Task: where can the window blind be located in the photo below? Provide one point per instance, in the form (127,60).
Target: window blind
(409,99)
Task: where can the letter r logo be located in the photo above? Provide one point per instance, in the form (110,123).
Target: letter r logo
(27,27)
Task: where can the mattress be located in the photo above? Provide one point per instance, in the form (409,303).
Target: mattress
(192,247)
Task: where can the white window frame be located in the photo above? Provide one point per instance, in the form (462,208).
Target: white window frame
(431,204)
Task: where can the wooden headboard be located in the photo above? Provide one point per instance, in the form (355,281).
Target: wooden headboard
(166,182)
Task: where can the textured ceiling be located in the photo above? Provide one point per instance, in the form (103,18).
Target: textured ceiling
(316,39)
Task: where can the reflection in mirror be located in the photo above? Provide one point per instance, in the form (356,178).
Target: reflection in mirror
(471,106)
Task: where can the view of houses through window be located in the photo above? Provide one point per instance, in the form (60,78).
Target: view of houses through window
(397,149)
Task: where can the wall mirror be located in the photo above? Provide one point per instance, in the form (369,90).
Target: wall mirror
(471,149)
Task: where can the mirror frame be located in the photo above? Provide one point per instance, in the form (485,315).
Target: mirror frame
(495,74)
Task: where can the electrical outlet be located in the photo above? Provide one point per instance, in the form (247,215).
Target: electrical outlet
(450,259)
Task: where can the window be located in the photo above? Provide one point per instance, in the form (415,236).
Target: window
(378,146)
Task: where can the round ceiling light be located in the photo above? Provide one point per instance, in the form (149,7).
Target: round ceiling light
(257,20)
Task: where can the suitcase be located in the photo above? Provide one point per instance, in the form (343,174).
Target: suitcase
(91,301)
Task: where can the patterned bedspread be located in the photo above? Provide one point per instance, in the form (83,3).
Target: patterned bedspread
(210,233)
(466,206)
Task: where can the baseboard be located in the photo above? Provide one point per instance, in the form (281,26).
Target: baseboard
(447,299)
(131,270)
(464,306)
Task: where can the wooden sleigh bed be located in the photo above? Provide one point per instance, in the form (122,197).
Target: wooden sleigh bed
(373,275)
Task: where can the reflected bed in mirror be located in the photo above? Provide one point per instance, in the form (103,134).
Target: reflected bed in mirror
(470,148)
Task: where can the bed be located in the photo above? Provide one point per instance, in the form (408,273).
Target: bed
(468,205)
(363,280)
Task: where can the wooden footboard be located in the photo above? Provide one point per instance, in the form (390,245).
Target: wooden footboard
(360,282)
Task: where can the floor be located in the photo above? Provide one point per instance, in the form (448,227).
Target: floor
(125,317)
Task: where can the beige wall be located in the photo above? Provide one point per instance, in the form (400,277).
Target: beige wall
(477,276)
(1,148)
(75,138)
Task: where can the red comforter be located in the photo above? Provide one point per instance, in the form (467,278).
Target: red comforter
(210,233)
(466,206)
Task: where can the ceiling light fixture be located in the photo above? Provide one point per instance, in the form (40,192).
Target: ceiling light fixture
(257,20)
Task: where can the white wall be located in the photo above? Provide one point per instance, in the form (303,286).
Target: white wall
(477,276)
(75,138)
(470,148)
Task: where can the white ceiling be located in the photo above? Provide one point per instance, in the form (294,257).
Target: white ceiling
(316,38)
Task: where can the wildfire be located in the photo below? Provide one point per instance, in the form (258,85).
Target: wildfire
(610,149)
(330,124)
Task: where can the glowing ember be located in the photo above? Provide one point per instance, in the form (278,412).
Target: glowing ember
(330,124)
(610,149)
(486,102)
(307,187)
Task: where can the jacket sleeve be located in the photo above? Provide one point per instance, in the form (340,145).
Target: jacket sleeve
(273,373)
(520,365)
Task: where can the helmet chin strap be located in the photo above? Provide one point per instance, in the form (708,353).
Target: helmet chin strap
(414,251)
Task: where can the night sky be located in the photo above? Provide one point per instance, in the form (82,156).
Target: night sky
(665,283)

◆ Your task
Each entry above needs to be output exactly.

◆ Answer below
Task: where can the window blind be located in the photo below? Provide one point per instance, in the form (127,60).
Target: window blind
(409,99)
Task: where can the letter r logo be located in the photo above? Provide one point per instance, in the form (110,123).
Target: letter r logo
(27,27)
Task: where can the mattress be located in the photo above? Provide one point per instance, in the form (409,303).
Target: mattress
(192,247)
Task: where can the white window frame be located in the photo above? Provide one point per instance, in the form (462,208).
Target: white window frame
(431,204)
Task: where can the wooden headboard be located in the photo above? Provide one point per instance, in the form (355,281).
Target: wooden headboard
(166,182)
Task: where can the textured ceiling be located in the photo above? Provide one point per instance, in the form (103,18).
Target: textured ceiling
(316,39)
Task: where can the reflection in mirror be located in the photo above? Provide one point per instance, in the form (356,178).
Target: reflection in mirror
(471,106)
Task: where can the view of houses through window be located in the photo above? Provide one point per instance, in the form (60,78).
Target: view of houses through window
(397,149)
Task: where can the wall mirror be located in the photo above? Provide one point per instance, in the form (369,90).
Target: wall mirror
(471,149)
Task: where can the mirror frame be located in the photo above? Provide one point per instance, in the form (485,315).
Target: mirror frame
(495,74)
Task: where can the electrical outlet be located in the photo above? Provide one point per instance, in the form (247,215).
Target: electrical outlet
(450,259)
Task: where can the window be located in the photo above? Provide one point per instance, in the form (415,236).
Target: window
(378,146)
Task: where can the round ceiling light be located in the photo above? Provide one point per instance, in the form (149,7).
Target: round ceiling light
(257,20)
Task: where can the suitcase be located in the photo above? Provide one point per instance, in the form (343,174).
Target: suitcase
(91,301)
Task: where can the patterned bedspread be located in the photo above? Provide one point per instance, in the form (83,3).
Target: patterned bedspread
(210,233)
(466,206)
Task: where can the baseboard be located in the photo above? Provide one point per instance, in the form (281,26).
Target: baseboard
(447,299)
(131,270)
(464,306)
Task: where can the wooden sleigh bed be located in the photo above? Provide one point per instance, in the form (122,197).
Target: wooden sleigh bed
(373,275)
Task: where can the reflected bed in mirror be located in the photo above? Provide one point per instance, in the form (103,134).
Target: reflected bed in mirror
(470,148)
Task: where can the bed be located in the photo above? Provide one point per instance, in the form (408,273).
Target: bed
(468,205)
(363,280)
Task: where can the wooden footboard be located in the photo above? Provide one point per instance, in the form (390,245).
Target: wooden footboard
(360,282)
Task: where can the floor be located in the photo above? Provide one point per instance, in the form (448,227).
Target: floor
(125,317)
Task: where can the beige wall be located in the photo above? Provide one point per instance, in the form (400,277).
Target: beige wall
(477,276)
(1,148)
(75,138)
Task: where can the red comforter be located in the photo above? Provide one point per instance, in the form (467,278).
Target: red comforter
(210,233)
(466,206)
Task: where can the ceiling light fixture be located in the photo above? Provide one point per instance, in the form (40,192).
Target: ceiling light fixture
(257,20)
Task: where can the white wall be located in the photo above? Provide one point per instance, in the form (303,286).
Target: white wall
(477,276)
(75,138)
(470,148)
Task: where can the white ceiling be located in the photo above? Provide one point per instance, in the form (294,257).
Target: white ceiling
(316,38)
Task: where can the wildfire be located in the photo below? Provide one point per instance, in the form (258,85).
Target: wildfire
(610,149)
(330,124)
Task: where can the glowing ember be located in the photo above? Provide one point per instance, in the form (278,412).
Target: glowing ember
(330,124)
(610,149)
(486,102)
(307,187)
Task: where can the jacket sleeve be located in the photo above? Provide one point per instance, in the form (340,145).
Target: jacket sleeve
(273,373)
(520,365)
Task: where can the helmet chin strap be located in the photo above? Provide one point per instance, in the form (708,353).
Target: helmet chin strap
(414,251)
Task: where can the night sky be located in the photo above? Provide one point per instance, in the form (82,156).
Target: night sky
(665,283)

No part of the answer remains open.